# SOURCE TEXT
______________________________

#17: Stop whining
Nice is nice, and other puns editors used this week.
issue #17: Jan. 11, 2023
All sporters, I officially signed up for a bunch of races—and it turns out signing up for races like a regular person got expensive. Tell me what you’re racing in our new chat forum.
This is your free Wednesday morning Triathlonish newsletter, with analysis for the week, news from our sports, and what you need to know. Plus, just things you want to know. Remember: Paid subscribers also get a special Sunday evening newsletter.
Two quick announcements:
We launched a chat/forum for Triathlonish subscribers (that’s you, unless this was forwarded to you, then it *could* be you). So far people are introducing themselves & having sane non-all-caps conversations about the Nice/Kona announcement. Join us.
We also have a very exciting January giveaway: Win a spot at USA Triathlon’s Fantasy Camp!
OK, third announcement-slash-warning: I am aware this week’s newsletter is more rant-y than usual. Sorry/not sorry. Back to normal-ish next week.
‘They don’t have a plan, they just hate mine’
As triathletes, we tend to pride ourselves on being resilient, flexible, on problem-solving as things come up and adjusting to new obstacles. It’s supposed to be the fifth discipline of multisport and it’s part of how we’re perceived in the world. I mean, for better and worse, uncomplaining toughness is, like, triathlon’s thing.
So, of course, when the official news came out last week confirming the super-not-secret-totally-expected information that the men’s Ironman World Championship would be held in Nice, France in early September and would rotate with the women’s race in Kona in October for the next four years, naturally triathletes took it in stride, wrapped their minds around the information, and got on with training and racing.
Just kidding. They complained. A lot.
I was genuinely shocked (and maybe that’s my fault) with the level of ALL CAPS INTERNET SCREAMING. I don’t know if everyone just thought it had all been a joke for the last two months, but they did not take it in stride. Here’s my problem, though, with all the whining:
If you already qualified for Kona 2023 and now you have to change travel plans and reservations, that sucks, I get it. If you were planning to race with someone who will now be racing in another location, and you have to decide what to do, that’s annoying and frustrating, absolutely. (YOLO??) If you’re a small business or a media outlet or a brand, and you’re not sure how all the kinks are going to work out yet and you’re trying to wrap your head around double the budgets, OK, I totally understand.
But all the rest of you. All you’ve got is a whole lot of bitching without a lot of useful solutions.
There are, generally speaking, a few buckets of complaints and “suggestions” I’ve been hearing:
1. Why can’t Ironman just do two days of racing in Kona at different times of the year, or different weeks, or different months, or some combo of days?
Because they can’t. They’ve been very clear about this, and about the impacts on the small town. Will that change eventually? Maybe. But right now, two days in Kona in any form is not an option.

______________________________

# DATASET EXCERPTS
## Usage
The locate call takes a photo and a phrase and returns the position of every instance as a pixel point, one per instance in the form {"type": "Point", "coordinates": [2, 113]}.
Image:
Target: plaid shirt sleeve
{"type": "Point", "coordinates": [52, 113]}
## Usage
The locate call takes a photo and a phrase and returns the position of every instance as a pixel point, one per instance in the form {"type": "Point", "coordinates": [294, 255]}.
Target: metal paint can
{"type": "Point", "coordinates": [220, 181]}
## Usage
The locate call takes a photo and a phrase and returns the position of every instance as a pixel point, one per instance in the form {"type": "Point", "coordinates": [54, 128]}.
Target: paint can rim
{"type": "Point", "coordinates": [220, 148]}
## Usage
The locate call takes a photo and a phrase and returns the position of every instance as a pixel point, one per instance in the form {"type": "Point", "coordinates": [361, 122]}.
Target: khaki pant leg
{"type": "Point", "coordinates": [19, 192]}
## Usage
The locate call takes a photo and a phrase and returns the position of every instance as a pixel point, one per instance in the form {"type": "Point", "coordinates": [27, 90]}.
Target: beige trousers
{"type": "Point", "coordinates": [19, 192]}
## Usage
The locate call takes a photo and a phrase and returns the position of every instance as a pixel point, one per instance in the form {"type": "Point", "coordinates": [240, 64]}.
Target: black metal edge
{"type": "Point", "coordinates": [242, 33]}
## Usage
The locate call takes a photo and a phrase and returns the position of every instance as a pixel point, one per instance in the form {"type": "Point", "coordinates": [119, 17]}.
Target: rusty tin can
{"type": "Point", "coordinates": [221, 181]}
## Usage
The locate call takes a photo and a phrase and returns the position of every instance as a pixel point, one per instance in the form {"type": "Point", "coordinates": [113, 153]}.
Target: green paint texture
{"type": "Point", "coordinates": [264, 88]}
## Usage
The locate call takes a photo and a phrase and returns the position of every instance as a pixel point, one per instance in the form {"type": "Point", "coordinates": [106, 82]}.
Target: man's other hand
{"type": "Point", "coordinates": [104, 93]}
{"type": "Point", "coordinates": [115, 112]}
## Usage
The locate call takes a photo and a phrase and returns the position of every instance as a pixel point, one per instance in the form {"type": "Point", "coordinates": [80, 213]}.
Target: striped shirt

______________________________

# EXERCISE
Continue the newsletter rant about the Ironman World Championship split between Nice and Kona from the point where it stops.

# EXERCISE OUTPUT
2. Why can’t Ironman just rotate two days of world championship racing in other locations—ie. two days in Nice next year, then two days in Australia, then two days in, I dunno, Canada? And then have a regular Ironman in Hawaii.
Obviously, I think that’d be great, it’d create a world championship race for different kinds of athletes, access for different regions of the world, a traveling festival. Clearly, however, triathletes are not prepared to let go of the Big Island mythology. So if you want a day of championship racing in Kona, then this is the option. For now, at least.
3. But it was fine before, back in 2019, why can’t Ironman just keep everything the same? Why can’t they just keep cramming all the people into one day of racing in Kona? It used to be hard to qualify, just take my money and never change. (Roughly, give or take, that’s my paraphrasing of the common suggestion.)
Of course, this isn’t actually an option. It sounds like one, but it isn’t. Because what it actually is asking is: Why can’t we just go back to the past? And, I guess, the issue is which past is it specifically you want to go back to? The one when anyone could just show up in Kona, there was no qualifying. Or the one where the world championship race was all dudes from the U.S. and Europe, about as world-ly as the MLB World Series. Or, maybe, you just want to go a little bit back in the past. The year I raced (2016) there were 698 women qualified out of the whole world. For reference, there were 5,059 women at the Olympics in Rio that year. (Yes, I know across more sports; I’m making a point.) Which of those versions of the past counts as the good old days? Who exactly were they good for?
I get it, what this suggestion really is suggesting is for the sport to be small again, to be niche and cool and fringe and not corporate, but also accessible and mainstream enough for us to be the cool people who get to do it. I get the appeal of that, I do. And if that’s what you’re looking for, may I suggest a Swimrun? You’ve got probably two to four more years before that blows up and has the same problems of every growing niche cult thing.
And, of course, Ironman could have gone back to stuffing people into one day on one small island. [For all the complaints about a for-profit company wanting to make money by expanding (shocking), Kona cramming would have really been the short-term sure bet for cash.] Ironman could have done that. But, Ironman can’t actually make its world championship be what it was in 1983 or 1993 or 2003 or even 2013. We can’t go back to a time when the company wasn’t the company it is now, when the world championship was smaller and something it isn’t anymore. That actually isn’t an option, no matter what.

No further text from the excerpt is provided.